■ Required task
Copy the data from the line containing "Does any street sign appear in this picture?" through the end, swapping "bounding box" for "enclosing box" and leaving everything else unchanged.

------ Dataset extract

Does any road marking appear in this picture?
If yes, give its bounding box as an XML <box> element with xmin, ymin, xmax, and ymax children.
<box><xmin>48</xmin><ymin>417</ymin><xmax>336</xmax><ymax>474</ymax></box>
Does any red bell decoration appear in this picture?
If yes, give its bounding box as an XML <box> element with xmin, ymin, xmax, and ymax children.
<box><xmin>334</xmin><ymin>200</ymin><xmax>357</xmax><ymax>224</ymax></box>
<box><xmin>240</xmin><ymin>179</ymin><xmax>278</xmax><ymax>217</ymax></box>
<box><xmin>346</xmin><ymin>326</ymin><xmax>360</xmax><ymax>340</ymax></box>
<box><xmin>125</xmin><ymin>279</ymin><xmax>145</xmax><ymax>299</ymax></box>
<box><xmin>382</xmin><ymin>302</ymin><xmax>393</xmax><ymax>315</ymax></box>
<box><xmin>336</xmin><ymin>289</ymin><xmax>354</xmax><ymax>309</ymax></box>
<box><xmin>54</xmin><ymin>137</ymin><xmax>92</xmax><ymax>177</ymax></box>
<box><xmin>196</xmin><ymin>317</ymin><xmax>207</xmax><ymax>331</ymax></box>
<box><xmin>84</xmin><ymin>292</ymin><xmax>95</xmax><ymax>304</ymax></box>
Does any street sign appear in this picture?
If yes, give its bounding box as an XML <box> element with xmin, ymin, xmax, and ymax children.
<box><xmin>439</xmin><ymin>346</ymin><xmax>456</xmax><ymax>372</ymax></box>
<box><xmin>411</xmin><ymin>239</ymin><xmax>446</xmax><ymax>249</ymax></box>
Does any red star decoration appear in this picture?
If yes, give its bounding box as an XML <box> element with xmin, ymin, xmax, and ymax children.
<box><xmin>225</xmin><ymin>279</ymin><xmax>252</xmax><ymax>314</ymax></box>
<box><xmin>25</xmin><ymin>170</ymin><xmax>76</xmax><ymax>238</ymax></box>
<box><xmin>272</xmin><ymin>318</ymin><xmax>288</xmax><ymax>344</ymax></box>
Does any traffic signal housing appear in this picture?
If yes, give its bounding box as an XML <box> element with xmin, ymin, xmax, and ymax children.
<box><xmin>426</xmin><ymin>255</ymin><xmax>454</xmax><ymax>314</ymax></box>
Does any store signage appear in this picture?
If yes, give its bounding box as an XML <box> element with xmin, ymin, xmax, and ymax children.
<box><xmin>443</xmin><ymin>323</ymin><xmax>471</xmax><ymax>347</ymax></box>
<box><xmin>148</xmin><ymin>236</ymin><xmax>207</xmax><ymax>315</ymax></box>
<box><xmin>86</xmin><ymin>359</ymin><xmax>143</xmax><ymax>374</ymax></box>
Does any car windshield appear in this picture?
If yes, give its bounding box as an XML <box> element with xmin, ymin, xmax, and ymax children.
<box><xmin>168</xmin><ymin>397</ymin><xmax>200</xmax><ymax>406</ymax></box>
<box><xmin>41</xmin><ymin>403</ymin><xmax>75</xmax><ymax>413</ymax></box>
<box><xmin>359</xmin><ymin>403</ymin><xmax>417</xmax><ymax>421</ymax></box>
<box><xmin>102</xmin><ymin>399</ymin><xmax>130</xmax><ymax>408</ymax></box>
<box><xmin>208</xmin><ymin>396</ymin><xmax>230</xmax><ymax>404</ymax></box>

------------

■ Worked solution
Does any street sign appear in this picture?
If yes, give its enclosing box as an XML <box> element with xmin, ymin, xmax, and ymax children.
<box><xmin>439</xmin><ymin>346</ymin><xmax>456</xmax><ymax>372</ymax></box>
<box><xmin>411</xmin><ymin>239</ymin><xmax>446</xmax><ymax>249</ymax></box>
Does any red star decoration appear in this picture?
If yes, give its enclosing box as an XML <box> element with xmin, ymin, xmax, and ymax children.
<box><xmin>225</xmin><ymin>279</ymin><xmax>252</xmax><ymax>314</ymax></box>
<box><xmin>25</xmin><ymin>170</ymin><xmax>76</xmax><ymax>238</ymax></box>
<box><xmin>272</xmin><ymin>318</ymin><xmax>288</xmax><ymax>344</ymax></box>
Does any traffic signal housing appear in this picture?
If yes, give its enclosing box as an XML <box> element with xmin, ymin, xmax, and ymax children.
<box><xmin>426</xmin><ymin>255</ymin><xmax>454</xmax><ymax>314</ymax></box>
Does any store signage appear in this picture?
If yes, give its enclosing box as an XML <box> element with xmin, ymin, xmax, and ymax children.
<box><xmin>443</xmin><ymin>323</ymin><xmax>471</xmax><ymax>347</ymax></box>
<box><xmin>148</xmin><ymin>236</ymin><xmax>207</xmax><ymax>315</ymax></box>
<box><xmin>86</xmin><ymin>359</ymin><xmax>143</xmax><ymax>374</ymax></box>
Does any car windshield appear in this picture?
If yes, give its enclosing box as an XML <box> element with xmin, ymin, xmax, and ymax children.
<box><xmin>168</xmin><ymin>397</ymin><xmax>200</xmax><ymax>406</ymax></box>
<box><xmin>41</xmin><ymin>403</ymin><xmax>75</xmax><ymax>413</ymax></box>
<box><xmin>359</xmin><ymin>403</ymin><xmax>417</xmax><ymax>421</ymax></box>
<box><xmin>102</xmin><ymin>399</ymin><xmax>130</xmax><ymax>408</ymax></box>
<box><xmin>208</xmin><ymin>396</ymin><xmax>230</xmax><ymax>404</ymax></box>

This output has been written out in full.